Records for processing.

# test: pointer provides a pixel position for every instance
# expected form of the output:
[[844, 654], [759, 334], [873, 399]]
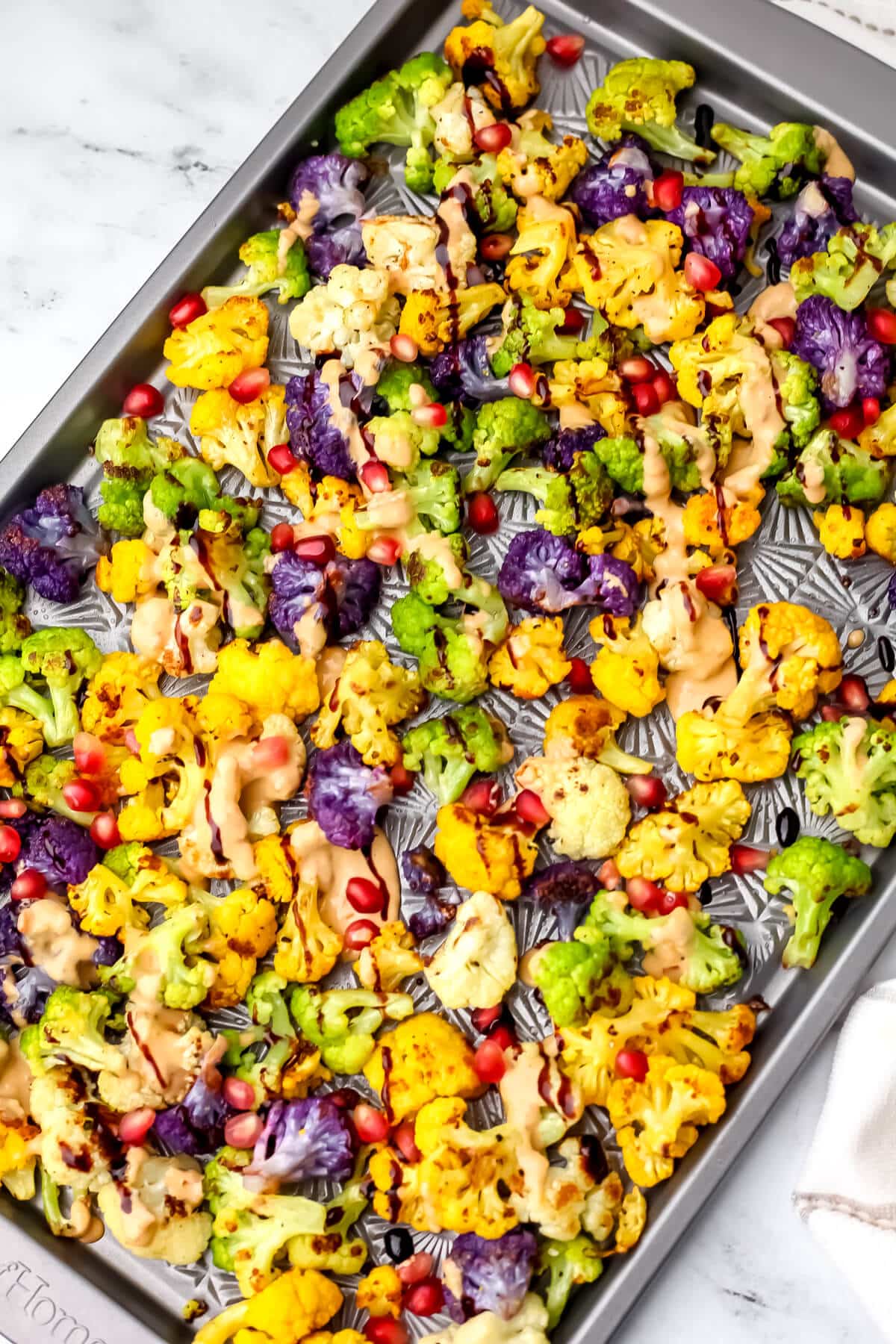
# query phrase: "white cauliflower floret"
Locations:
[[588, 803], [476, 965]]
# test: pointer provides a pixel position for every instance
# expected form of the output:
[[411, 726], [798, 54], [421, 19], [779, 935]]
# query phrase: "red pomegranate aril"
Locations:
[[489, 1062], [187, 309], [134, 1125], [104, 831], [403, 347], [282, 460], [632, 1063], [566, 49], [531, 809], [319, 550], [28, 886], [370, 1124], [238, 1093], [882, 324], [144, 401], [648, 791], [482, 514], [494, 139]]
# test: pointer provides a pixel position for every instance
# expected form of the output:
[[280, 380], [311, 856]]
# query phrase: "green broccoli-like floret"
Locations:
[[503, 429], [343, 1021], [396, 111], [815, 873], [452, 749], [852, 776], [848, 473], [640, 94], [777, 163]]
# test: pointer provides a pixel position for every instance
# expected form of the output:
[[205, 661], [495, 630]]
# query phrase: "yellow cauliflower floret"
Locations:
[[214, 349], [531, 660], [371, 694], [689, 839], [128, 571], [628, 272], [429, 1057], [484, 853], [588, 803], [626, 670], [269, 678], [841, 531]]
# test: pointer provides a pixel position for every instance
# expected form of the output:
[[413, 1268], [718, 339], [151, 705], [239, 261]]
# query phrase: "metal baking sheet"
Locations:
[[755, 63]]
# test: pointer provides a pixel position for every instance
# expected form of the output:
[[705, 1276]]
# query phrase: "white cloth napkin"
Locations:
[[847, 1192]]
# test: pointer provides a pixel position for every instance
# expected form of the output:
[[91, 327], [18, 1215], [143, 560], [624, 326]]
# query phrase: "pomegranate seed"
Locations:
[[282, 460], [667, 190], [882, 324], [364, 895], [403, 347], [425, 1298], [430, 416], [632, 1063], [134, 1125], [482, 514], [718, 584], [104, 831], [702, 273], [187, 309], [281, 538], [146, 401], [648, 791], [566, 49], [489, 1062], [531, 809], [492, 140], [238, 1093], [786, 329], [853, 694], [243, 1130], [747, 858], [496, 246], [370, 1124], [320, 550], [28, 886], [482, 796], [361, 934], [81, 796], [375, 477]]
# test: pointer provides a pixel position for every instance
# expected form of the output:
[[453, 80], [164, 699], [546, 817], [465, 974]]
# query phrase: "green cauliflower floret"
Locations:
[[261, 255], [452, 749], [849, 473], [815, 874], [849, 267], [777, 163], [396, 111], [640, 94], [503, 429], [852, 776]]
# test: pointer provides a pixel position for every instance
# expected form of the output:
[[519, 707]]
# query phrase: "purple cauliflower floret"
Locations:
[[461, 373], [494, 1275], [302, 1140], [820, 210], [312, 433], [716, 223], [335, 181], [52, 544], [617, 184], [544, 573], [850, 363], [344, 794]]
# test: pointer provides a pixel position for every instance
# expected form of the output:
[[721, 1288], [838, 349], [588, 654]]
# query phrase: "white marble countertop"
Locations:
[[119, 124]]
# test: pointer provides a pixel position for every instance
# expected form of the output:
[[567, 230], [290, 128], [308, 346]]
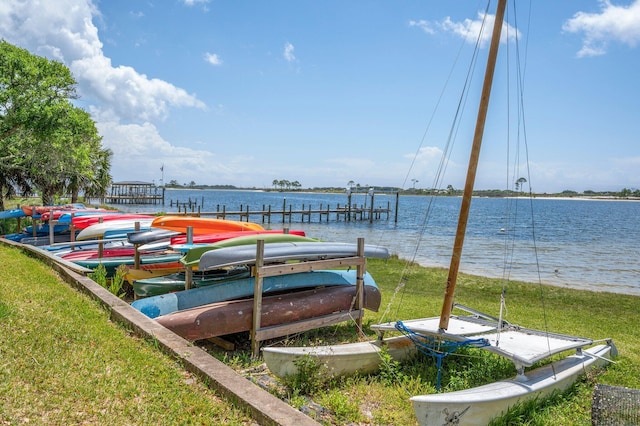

Instructions to follow. Find each line in the data above that contains the word "green" and copy those lines.

Task solution.
# query phrase: "green broccoli-like floret"
# query phrase: "green cauliflower floret"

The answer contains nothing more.